EXERCISE PROMPT
Render every line of the records below as a Markdown table with the columns "Row" and "Line", numbering the rows in order and skipping blank lines. Omit the pictures.

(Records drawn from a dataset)
== Segment start ==

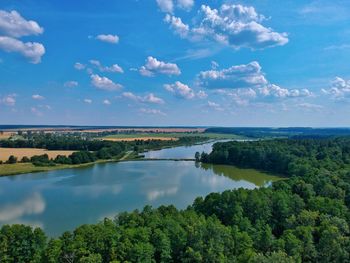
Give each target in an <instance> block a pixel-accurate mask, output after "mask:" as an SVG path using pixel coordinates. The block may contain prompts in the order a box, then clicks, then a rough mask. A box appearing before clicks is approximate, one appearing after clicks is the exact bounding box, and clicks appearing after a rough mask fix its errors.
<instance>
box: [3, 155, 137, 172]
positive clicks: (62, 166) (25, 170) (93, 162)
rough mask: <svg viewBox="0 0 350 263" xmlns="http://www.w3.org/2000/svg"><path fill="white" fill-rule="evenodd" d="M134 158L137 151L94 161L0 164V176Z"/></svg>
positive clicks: (40, 171)
mask: <svg viewBox="0 0 350 263" xmlns="http://www.w3.org/2000/svg"><path fill="white" fill-rule="evenodd" d="M136 159H137V153H135V152H126V153H125V154H123V155H122V156H120V157H118V158H115V159H108V160H97V161H95V162H90V163H82V164H56V165H54V166H35V165H34V164H32V163H15V164H1V165H0V177H2V176H11V175H19V174H27V173H40V172H48V171H54V170H62V169H76V168H83V167H88V166H92V165H95V164H99V163H109V162H119V161H129V160H136Z"/></svg>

== Segment end ==

SOLVED EXERCISE
| Row | Line |
|---|---|
| 1 | Give each target in an <instance> block a pixel-accurate mask, output after "mask:" as an SVG path using pixel coordinates. The block may contain prompts in the order a box, then clicks, then a rough mask. A box appearing before clicks is approximate, one appearing after clicks is the exact bounding box, and clicks appearing after a rough mask fix its errors. |
| 2 | <instance> |
| 3 | box: [3, 155, 137, 172] |
| 4 | positive clicks: (62, 166) (25, 170) (93, 162) |
| 5 | rough mask: <svg viewBox="0 0 350 263" xmlns="http://www.w3.org/2000/svg"><path fill="white" fill-rule="evenodd" d="M134 158L137 151L94 161L0 164V176Z"/></svg> |
| 6 | positive clicks: (40, 171) |
| 7 | mask: <svg viewBox="0 0 350 263" xmlns="http://www.w3.org/2000/svg"><path fill="white" fill-rule="evenodd" d="M136 159H137V153H135V152H126V153H125V154H123V155H122V156H120V157H118V158H115V159H108V160H97V161H95V162H90V163H82V164H56V165H54V166H35V165H34V164H32V163H15V164H1V165H0V177H2V176H11V175H19V174H27V173H40V172H48V171H54V170H62V169H76V168H83V167H88V166H92V165H95V164H99V163H109V162H119V161H129V160H136Z"/></svg> |